Copy the material that follows word for word and omit its pictures.

Exercise inputs:
============================================================
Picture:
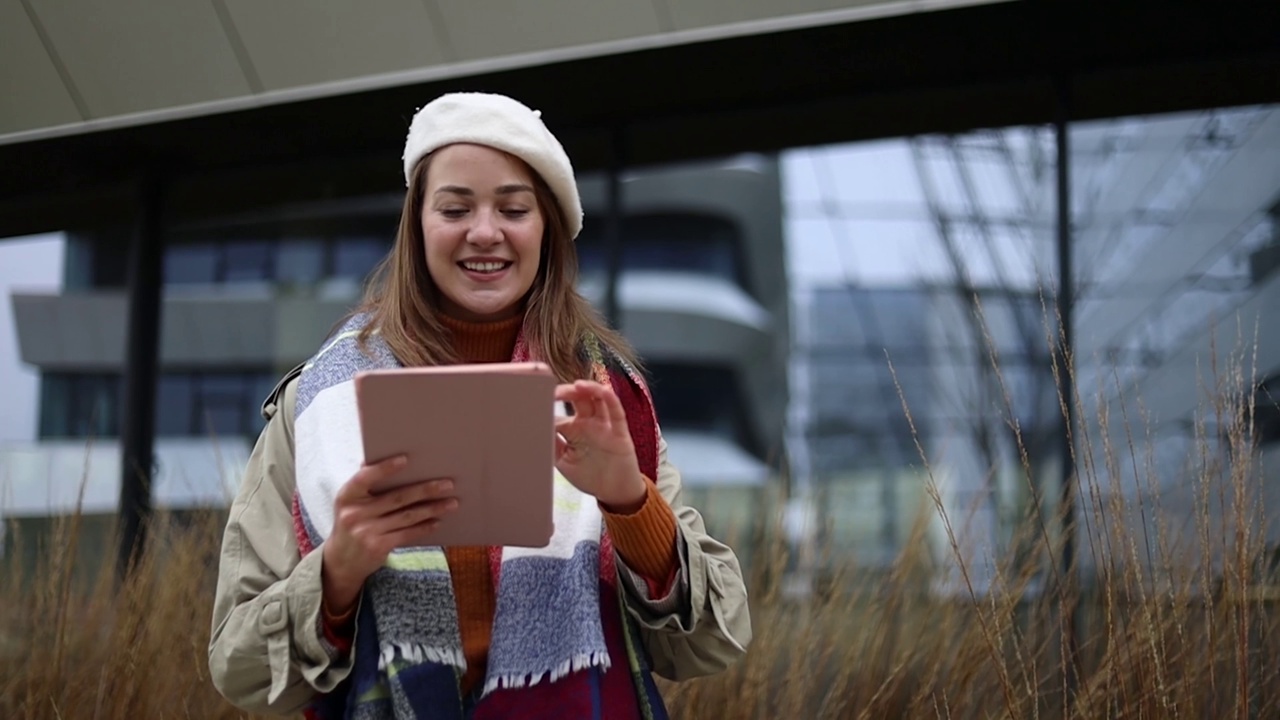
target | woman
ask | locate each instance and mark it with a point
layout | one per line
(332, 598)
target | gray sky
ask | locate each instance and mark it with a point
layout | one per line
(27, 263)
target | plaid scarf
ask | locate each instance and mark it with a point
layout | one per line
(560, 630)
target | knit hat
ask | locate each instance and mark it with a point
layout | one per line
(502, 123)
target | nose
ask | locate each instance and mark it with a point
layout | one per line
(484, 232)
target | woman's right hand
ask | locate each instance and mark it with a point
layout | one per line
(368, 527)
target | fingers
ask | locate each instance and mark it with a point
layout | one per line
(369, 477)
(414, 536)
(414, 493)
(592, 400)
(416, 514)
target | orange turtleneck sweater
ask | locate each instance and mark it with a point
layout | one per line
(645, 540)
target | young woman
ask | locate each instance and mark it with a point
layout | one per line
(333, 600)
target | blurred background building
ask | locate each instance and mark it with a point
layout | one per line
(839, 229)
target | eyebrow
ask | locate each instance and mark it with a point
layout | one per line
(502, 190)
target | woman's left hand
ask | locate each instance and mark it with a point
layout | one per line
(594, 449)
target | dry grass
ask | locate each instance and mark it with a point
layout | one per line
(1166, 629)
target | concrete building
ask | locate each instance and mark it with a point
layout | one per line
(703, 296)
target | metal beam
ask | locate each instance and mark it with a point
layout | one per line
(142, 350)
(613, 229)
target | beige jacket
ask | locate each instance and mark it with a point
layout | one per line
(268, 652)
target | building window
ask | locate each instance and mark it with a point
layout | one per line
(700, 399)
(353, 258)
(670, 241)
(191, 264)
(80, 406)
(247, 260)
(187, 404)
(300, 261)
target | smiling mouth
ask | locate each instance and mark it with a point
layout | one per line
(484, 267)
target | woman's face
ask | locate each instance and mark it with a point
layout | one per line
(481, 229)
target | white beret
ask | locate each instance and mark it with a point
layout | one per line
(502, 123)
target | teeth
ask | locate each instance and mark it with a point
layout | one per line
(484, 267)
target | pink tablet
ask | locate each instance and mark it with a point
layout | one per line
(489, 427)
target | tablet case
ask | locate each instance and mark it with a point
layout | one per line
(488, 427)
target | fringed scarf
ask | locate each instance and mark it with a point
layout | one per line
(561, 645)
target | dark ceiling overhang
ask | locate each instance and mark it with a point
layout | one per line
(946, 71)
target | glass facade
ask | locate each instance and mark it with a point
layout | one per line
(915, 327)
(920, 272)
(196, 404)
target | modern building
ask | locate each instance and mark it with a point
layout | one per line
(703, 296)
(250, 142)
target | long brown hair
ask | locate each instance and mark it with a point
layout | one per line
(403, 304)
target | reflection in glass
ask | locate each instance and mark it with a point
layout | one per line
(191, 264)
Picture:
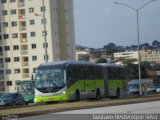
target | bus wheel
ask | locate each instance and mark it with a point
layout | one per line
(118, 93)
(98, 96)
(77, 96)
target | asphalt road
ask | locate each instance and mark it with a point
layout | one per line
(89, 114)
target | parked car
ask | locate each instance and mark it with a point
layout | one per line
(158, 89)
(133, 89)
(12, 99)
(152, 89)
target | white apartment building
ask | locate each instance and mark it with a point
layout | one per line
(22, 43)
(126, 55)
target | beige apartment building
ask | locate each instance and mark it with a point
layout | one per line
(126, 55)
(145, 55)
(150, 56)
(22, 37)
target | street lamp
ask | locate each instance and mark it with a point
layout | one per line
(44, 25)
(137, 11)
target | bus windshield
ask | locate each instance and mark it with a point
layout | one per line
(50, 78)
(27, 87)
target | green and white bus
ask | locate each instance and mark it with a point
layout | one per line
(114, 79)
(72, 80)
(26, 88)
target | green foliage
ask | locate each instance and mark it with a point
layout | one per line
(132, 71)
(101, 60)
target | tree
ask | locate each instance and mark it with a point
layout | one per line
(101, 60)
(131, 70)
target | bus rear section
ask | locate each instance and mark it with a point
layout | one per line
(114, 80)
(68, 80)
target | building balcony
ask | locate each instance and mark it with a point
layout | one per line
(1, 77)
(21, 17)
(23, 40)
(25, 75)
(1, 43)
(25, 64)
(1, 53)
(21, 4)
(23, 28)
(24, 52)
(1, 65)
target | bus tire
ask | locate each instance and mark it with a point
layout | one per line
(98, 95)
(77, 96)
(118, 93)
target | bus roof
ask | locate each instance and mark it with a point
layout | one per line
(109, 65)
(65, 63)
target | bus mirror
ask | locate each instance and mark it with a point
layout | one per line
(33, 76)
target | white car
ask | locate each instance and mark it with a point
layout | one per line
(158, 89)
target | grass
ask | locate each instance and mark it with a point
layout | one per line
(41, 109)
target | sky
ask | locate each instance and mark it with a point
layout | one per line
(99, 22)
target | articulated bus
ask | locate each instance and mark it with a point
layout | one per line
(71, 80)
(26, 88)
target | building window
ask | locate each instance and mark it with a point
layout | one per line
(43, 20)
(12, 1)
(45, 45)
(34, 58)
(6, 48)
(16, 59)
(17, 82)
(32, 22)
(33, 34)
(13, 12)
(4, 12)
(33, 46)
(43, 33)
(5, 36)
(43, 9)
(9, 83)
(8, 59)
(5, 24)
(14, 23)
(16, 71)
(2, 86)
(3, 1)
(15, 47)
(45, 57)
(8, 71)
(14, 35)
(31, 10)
============================================================
Answer to this task:
Picture:
target | woman
ask | locate each instance and mark it with a point
layout | one per line
(332, 598)
target | gray sky
ask | locate each instance and mark it with a point
layout | one per line
(27, 263)
target | plaid scarf
ask | locate each instance and mark it with a point
layout | one per line
(560, 630)
target | knit hat
ask | locate each instance and mark it with a point
layout | one per line
(502, 123)
target | nose
ask | locate each instance and mark it with a point
layout | one per line
(484, 232)
target | woman's right hand
ask | locate each instance and mark it with a point
layout | one per line
(368, 527)
target | fingers
ask | locate each instance and mark it with a point
layout | one per line
(369, 477)
(414, 536)
(414, 493)
(592, 400)
(416, 514)
target | orange turtleneck sweater
ask | locate each instance and mark it with a point
layout | one per line
(645, 540)
target | young woman
ask | locate each instance and mark it with a point
layout | one per line
(333, 600)
target | blurred background building
ask | locate each instance and mark it with a point
layout | one per line
(839, 229)
target | eyebrow
ask | locate each instance and mark it with a point
layout | one per line
(502, 190)
target | woman's left hand
ask | locate each instance and mark it with a point
layout | one per line
(594, 449)
target | dry grass
ask | locate each instance and mark it with a point
layout | one per line
(1166, 629)
target | concrete building
ask | locate each instance and mark it with a point
layout | one per line
(703, 296)
target | metal beam
ask | locate each instance and mark it with a point
layout | one per line
(142, 350)
(613, 229)
target | beige jacket
ask | locate each instance and mark it with a point
layout | one per line
(268, 652)
target | building window
ask | locate each instance and mark it with a point
layout | one per line
(700, 399)
(353, 258)
(670, 241)
(191, 264)
(80, 406)
(247, 260)
(187, 404)
(300, 261)
target | smiling mouth
ask | locate each instance and mark it with a point
layout | one per line
(484, 267)
target | woman's face
ask | locate each instance and mark it with a point
layout | one per line
(481, 229)
target | white beret
ask | locate each instance and mark it with a point
layout | one per line
(502, 123)
target | teeth
ask | locate each instance and mark it with a point
layout | one per line
(484, 267)
target | pink tablet
ask | locate each instance and mark it with a point
layout | one per line
(489, 427)
target | tablet case
ask | locate each instance and mark it with a point
layout | one per line
(488, 427)
target | fringed scarf
ask | locate each instance and mark it with a point
layout | one per line
(561, 645)
target | dark ceiling overhang
ask | locate each instance and mark it with a point
layout | one per line
(946, 71)
target | glass facade
ask | locate each instance and mark it with a point
layout | one per line
(915, 327)
(920, 272)
(196, 404)
target | modern building
ask | locate each instance and mark it with a point
layout | one per line
(703, 296)
(250, 142)
target | long brown hair
ask | locate each instance and mark it with a point
layout | one per line
(403, 304)
target | reflection in glass
ask | locate each instance and mark it with a point
layout | one per line
(191, 264)
Picture:
target | bus wheel
ask | locate each instance and mark it with a point
layout | one per line
(118, 93)
(98, 96)
(77, 96)
target | asphalt road
ask | locate each instance and mark it with a point
layout | one per line
(89, 114)
target | parked car
ask | locate each instance and mark it with a point
layout | one per line
(158, 89)
(133, 89)
(12, 99)
(152, 89)
target | white apartment building
ask | locate each instance and mark it with a point
layout | one per line
(22, 43)
(126, 55)
target | beige apartment building
ask | locate each instance and mark it with a point
layout | one per line
(126, 55)
(145, 55)
(150, 56)
(22, 37)
target | street lamp
ask | locate each instance and mark it with a point
layout | one per line
(44, 25)
(137, 11)
target | bus windshield
ask | locate each instance and mark it with a point
layout | one per line
(50, 78)
(27, 87)
target | green and white bus
ask | locate each instance and mark it with a point
layout | one per line
(114, 79)
(72, 80)
(26, 88)
target | green foliage
ask | locate each instance and mark it with a point
layout | one per line
(132, 71)
(101, 60)
target | tree
ask | locate each instance and mark it with a point
layout | one per line
(101, 60)
(131, 70)
target | bus rear section
ask | locate each instance and mark it with a point
layout | one per line
(114, 80)
(68, 80)
target | building balcony
ask | locate each instance and mark it with a point
layout | one per line
(1, 77)
(21, 17)
(23, 40)
(25, 75)
(1, 43)
(25, 64)
(1, 53)
(21, 4)
(23, 28)
(24, 52)
(1, 65)
target | bus tire
ask | locate each instance and mark it with a point
layout | one per line
(98, 95)
(77, 96)
(118, 93)
target | bus roof
ask | locate each instance and mark it with a point
layout | one per line
(109, 65)
(65, 63)
target | bus mirror
ask | locate each instance and mark it with a point
layout | one per line
(33, 76)
target | white car
ask | locate each instance and mark it with a point
layout | one per line
(158, 89)
target | grass
ask | locate each instance and mark it with a point
layout | one per line
(41, 109)
target | sky
ask | locate each instance and mark it with a point
layout | one per line
(99, 22)
target | articulated bus
ask | locate each instance and mark it with a point
layout | one per line
(71, 80)
(26, 88)
target | building window
ask | locate each instance and mark it with a point
layout | one per line
(43, 20)
(12, 1)
(45, 45)
(34, 58)
(6, 48)
(16, 59)
(17, 82)
(32, 22)
(33, 34)
(13, 12)
(4, 12)
(33, 46)
(43, 33)
(5, 36)
(43, 9)
(9, 83)
(8, 59)
(5, 24)
(14, 23)
(16, 71)
(2, 86)
(3, 1)
(15, 47)
(45, 57)
(8, 71)
(14, 35)
(31, 10)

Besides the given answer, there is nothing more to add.